PAGE EXTRACT:
******

This content was originally posted on The Huffington Post.
Ever worry about what's in that cleaner you just sprayed all over the house? What about the shampoo your kids use each night? Today, an overwhelming number of products on store shelves and in our homes contain chemicals known to pose health risks to humans. Thanks to a new chemicals policy just announced by Walmart, American consumers are a step closer to having safer, healthier items in their homes.
It may surprise you that Walmart is leading the retail industry in eliminating hazardous chemicals from household products. Under the guidance of Environmental Defense Fund (EDF), Walmart has committed to taking steps that will move the entire industry — from manufacturers to retailers — towards producing and stocking safer products on shelves across America.
At Walmart's Global Sustainability Milestone Meeting, the company unveiled a new policy on chemicals, calling for expanded ingredient disclosure and targeting about ten key chemicals of concern for substitution with safer ingredients. It also plans to take its private brand consumables products through a rigorous screening process for these chemicals.

******

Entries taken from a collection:
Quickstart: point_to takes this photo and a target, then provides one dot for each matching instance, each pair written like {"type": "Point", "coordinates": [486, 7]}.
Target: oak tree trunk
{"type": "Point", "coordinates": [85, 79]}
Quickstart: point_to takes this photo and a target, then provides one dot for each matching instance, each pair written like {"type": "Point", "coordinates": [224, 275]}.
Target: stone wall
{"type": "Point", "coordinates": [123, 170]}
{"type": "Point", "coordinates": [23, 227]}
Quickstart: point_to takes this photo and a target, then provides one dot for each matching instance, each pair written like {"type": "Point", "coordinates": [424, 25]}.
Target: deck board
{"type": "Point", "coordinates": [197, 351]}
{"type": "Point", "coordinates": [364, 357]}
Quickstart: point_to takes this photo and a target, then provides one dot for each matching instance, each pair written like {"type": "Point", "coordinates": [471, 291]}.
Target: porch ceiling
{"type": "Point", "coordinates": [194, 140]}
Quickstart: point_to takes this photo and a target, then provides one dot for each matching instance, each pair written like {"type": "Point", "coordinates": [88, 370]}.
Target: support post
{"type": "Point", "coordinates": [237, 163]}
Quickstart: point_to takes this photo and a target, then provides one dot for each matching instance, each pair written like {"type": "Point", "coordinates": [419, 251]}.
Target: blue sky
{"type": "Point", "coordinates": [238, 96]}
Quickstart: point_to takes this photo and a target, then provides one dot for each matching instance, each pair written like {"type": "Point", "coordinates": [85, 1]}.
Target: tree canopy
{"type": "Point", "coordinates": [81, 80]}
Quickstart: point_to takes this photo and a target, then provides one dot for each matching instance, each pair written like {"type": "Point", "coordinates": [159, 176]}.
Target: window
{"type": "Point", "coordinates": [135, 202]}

******

Can you repeat the stretch from "This content was" through "shelves across America." of the Walmart chemicals article, substituting "toxic substances" for "hazardous chemicals"?

REPLY:
This content was originally posted on The Huffington Post.
Ever worry about what's in that cleaner you just sprayed all over the house? What about the shampoo your kids use each night? Today, an overwhelming number of products on store shelves and in our homes contain chemicals known to pose health risks to humans. Thanks to a new chemicals policy just announced by Walmart, American consumers are a step closer to having safer, healthier items in their homes.
It may surprise you that Walmart is leading the retail industry in eliminating toxic substances from household products. Under the guidance of Environmental Defense Fund (EDF), Walmart has committed to taking steps that will move the entire industry — from manufacturers to retailers — towards producing and stocking safer products on shelves across America.